Copy the lines below word for word, from the line with "Count every plank" up to and including the line with "Count every twig".
··· Available records ···
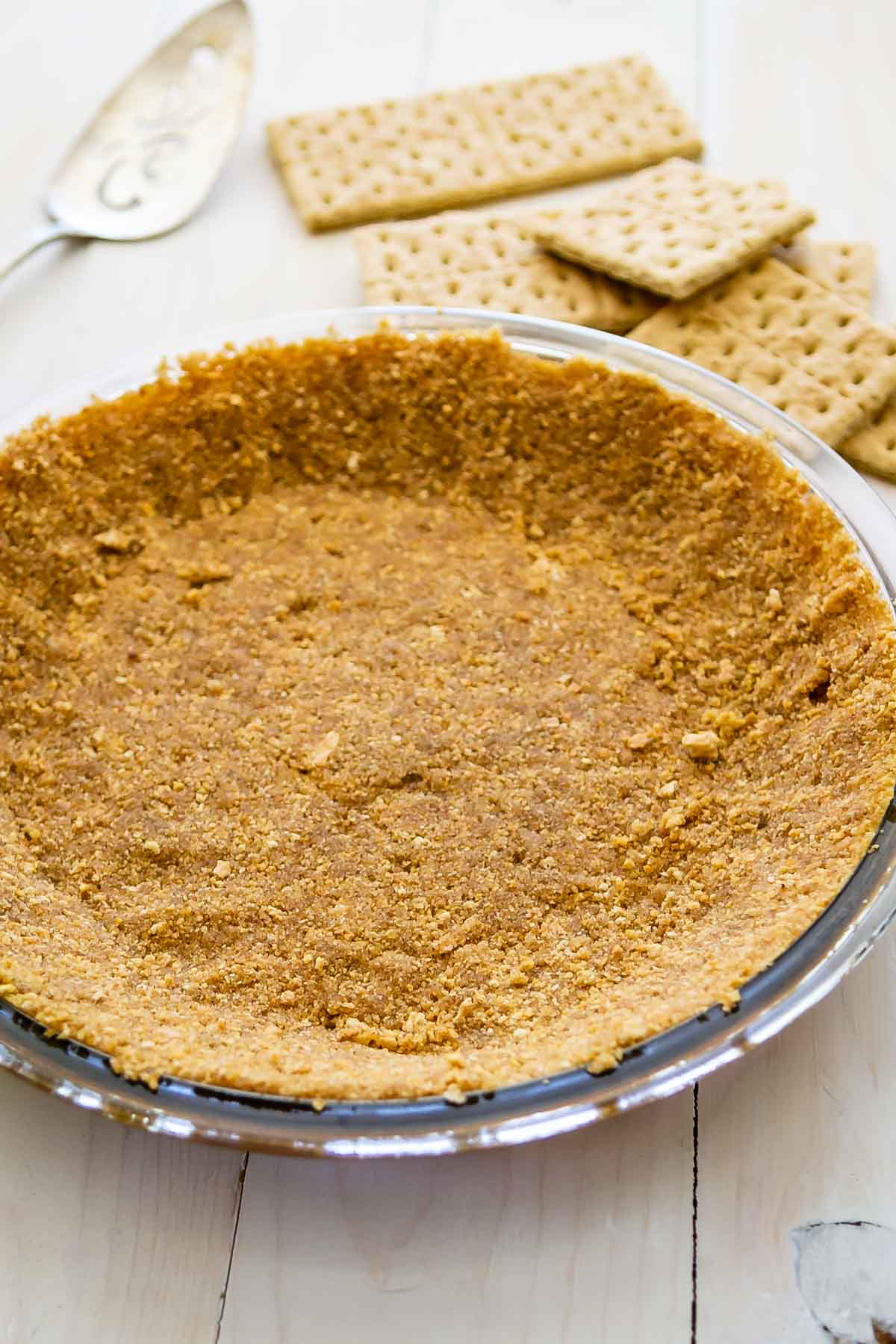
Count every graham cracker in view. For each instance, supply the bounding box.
···
··· Available records ···
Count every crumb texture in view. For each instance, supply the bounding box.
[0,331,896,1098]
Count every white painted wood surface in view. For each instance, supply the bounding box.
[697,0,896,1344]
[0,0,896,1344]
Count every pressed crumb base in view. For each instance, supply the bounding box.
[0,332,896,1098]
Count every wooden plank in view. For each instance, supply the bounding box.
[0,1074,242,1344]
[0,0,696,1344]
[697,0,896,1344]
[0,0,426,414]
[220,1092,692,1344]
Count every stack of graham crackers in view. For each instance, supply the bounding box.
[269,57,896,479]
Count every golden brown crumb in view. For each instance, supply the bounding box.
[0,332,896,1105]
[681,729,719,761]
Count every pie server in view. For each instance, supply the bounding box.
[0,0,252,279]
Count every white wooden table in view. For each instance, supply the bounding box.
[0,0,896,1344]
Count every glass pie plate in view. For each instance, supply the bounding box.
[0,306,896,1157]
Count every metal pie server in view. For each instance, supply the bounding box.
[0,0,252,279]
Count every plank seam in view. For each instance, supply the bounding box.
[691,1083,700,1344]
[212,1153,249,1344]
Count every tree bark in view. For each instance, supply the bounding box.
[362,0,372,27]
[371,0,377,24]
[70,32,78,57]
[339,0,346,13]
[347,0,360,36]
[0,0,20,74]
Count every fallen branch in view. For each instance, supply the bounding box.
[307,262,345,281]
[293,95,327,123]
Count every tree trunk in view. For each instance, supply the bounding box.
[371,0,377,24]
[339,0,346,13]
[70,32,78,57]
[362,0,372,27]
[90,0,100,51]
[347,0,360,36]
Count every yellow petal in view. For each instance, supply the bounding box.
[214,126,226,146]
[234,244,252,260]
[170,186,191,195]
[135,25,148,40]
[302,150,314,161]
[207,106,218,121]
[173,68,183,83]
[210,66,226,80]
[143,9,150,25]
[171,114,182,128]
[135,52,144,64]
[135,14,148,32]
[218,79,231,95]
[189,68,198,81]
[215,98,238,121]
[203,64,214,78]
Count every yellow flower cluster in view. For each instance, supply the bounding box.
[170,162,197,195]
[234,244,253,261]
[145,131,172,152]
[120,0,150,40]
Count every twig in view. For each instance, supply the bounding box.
···
▶ Full answer
Count every plank seam in view. For each instance, supply the bounding box.
[691,1083,700,1344]
[212,1153,249,1344]
Count every tree bark in view. For each instance, supply the bounding box.
[362,0,372,27]
[371,0,377,24]
[70,32,78,57]
[339,0,346,13]
[347,0,360,36]
[0,0,20,74]
Count every fallen branch in view. For each instance, supply the bounding box.
[307,262,345,281]
[293,95,327,123]
Count every tree trunk in view. For each instance, supply the bounding box.
[371,0,377,24]
[339,0,346,13]
[70,32,78,57]
[362,0,372,27]
[90,0,100,51]
[347,0,360,36]
Count every yellow petal in view. For each instance, supply the bounding box.
[214,126,226,146]
[234,244,252,260]
[170,186,191,195]
[135,25,148,40]
[302,150,314,161]
[207,106,218,121]
[173,68,183,83]
[210,66,226,80]
[143,9,150,25]
[171,114,182,128]
[135,52,144,64]
[135,14,148,32]
[218,79,231,95]
[189,68,198,81]
[215,98,238,121]
[203,64,214,78]
Count every yellow flower cluster in view. For each instance, supply the bounding box.
[170,162,197,195]
[234,244,253,261]
[145,131,172,152]
[120,0,150,40]
Count every twig in view. For each instance, supply the bounding box.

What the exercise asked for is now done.